Reproduce every line below word for word, keeping the original order and punctuation.
- - - - - - -
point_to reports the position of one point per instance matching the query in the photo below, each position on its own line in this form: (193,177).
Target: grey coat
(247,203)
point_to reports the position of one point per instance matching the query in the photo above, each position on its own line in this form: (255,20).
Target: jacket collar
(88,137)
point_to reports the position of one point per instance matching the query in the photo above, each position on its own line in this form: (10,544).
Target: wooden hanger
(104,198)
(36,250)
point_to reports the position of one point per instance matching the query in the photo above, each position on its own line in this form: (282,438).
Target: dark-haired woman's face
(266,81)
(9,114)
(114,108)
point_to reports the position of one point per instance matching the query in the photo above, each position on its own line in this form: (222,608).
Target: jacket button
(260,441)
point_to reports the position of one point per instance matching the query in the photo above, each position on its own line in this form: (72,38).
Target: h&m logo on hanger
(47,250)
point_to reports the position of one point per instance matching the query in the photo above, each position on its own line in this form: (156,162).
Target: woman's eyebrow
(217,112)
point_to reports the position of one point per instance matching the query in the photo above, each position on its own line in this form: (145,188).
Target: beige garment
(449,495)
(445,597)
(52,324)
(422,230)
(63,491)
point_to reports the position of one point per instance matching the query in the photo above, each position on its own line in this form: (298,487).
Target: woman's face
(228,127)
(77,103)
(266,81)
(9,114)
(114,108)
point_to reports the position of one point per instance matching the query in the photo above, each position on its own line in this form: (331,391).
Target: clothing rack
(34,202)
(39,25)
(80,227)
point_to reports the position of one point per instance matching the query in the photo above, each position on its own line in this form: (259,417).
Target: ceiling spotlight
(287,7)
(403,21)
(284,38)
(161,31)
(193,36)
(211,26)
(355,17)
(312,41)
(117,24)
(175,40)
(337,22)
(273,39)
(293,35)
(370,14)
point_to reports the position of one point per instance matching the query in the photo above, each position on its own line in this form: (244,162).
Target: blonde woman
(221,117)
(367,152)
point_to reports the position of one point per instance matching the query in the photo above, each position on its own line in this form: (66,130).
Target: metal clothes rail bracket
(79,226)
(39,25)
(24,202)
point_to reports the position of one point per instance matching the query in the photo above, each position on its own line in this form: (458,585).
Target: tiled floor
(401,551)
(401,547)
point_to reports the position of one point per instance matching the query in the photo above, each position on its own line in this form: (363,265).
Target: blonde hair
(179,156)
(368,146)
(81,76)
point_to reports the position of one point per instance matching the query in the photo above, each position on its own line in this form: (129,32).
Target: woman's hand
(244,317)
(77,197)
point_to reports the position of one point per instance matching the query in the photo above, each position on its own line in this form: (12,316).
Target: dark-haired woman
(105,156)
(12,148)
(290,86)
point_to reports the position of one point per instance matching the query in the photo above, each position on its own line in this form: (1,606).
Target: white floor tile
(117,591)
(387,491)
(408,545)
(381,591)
- - - - - - -
- Result below:
point_to reports the position of one point per instance matching the query in the photo below, each position on its own line in this form: (193,177).
Target: grey coat
(247,203)
point_to reports the position of one point per instance matching the query in the photo above, each position on its own line in this form: (255,20).
Target: jacket collar
(88,137)
point_to reports the position of one point per instance matching the query in the photo above, each position on its own line in this form: (10,544).
Target: wooden hanger
(104,198)
(36,250)
point_to reports the position of one point per instance matching the query in the photo above, each position on its own line in this form: (282,438).
Target: dark-haired woman's face
(266,81)
(9,114)
(114,108)
point_to reports the position of one point per instance matching the query in the photo above, each position on its own line in this form: (222,608).
Target: jacket button
(260,441)
point_to reports the position of one point per instance matching the query in the photo above, each position on its own line in this form: (72,38).
Target: h&m logo on hanger
(47,250)
point_to reports the position of one point per instance matching the query in the photo above, each position on its own line in this form: (156,162).
Target: woman's eyebrow
(217,112)
point_to reports the position of one point per instance matching the query in the photo above, each position on its own line in this form: (145,188).
Target: beige garment
(449,495)
(445,597)
(52,324)
(422,230)
(63,491)
point_to reports the position of one point per instance matching the query in the photo above, each position on its own line in this form: (298,487).
Target: woman's face
(228,127)
(77,103)
(266,81)
(9,114)
(114,108)
point_to reports the position of one point per instance matching the query in the photo above, each position on its own line in this form: (331,391).
Target: clothing rack
(34,202)
(39,25)
(80,227)
point_to reports the position of one point per instance matching the query in the photo above, each position on its own line in this form: (259,417).
Target: ceiling spotlight
(287,7)
(403,21)
(284,38)
(161,31)
(193,36)
(211,26)
(355,17)
(312,41)
(117,24)
(175,40)
(337,22)
(273,39)
(293,35)
(370,14)
point_to reports the position of one point per instance matching the query in the photo above, each position on its own line in this form: (244,162).
Target: blonde woman
(221,117)
(367,152)
point_to reports the position of one point per instance matching the query in the photo above, each position on its own line in this form: (66,130).
Target: metal clothes rail bracket
(79,226)
(39,25)
(24,202)
point_to reports the position of one point per instance matching the query in the photo above, each position on its own line in this form: (458,585).
Target: tiled floor
(401,551)
(401,547)
point_to reports the position of one point per instance matching the query in the photo above, each position on its own line in this form: (363,265).
Target: blonde hair
(179,156)
(368,146)
(81,76)
point_to reports the position of one point per instance matching the query in the photo above, each position on its own line in this form: (129,32).
Target: woman's hand
(244,317)
(77,197)
point_to reports the position of one point per instance matching the query in the photo above, each position on its own line in this form: (12,316).
Target: dark-haired woman
(105,156)
(12,148)
(290,86)
point_to reports the position of one point per instance matching the query in the photo above, each position on its own line in this form: (1,606).
Target: white floor tile
(117,591)
(387,491)
(408,545)
(381,591)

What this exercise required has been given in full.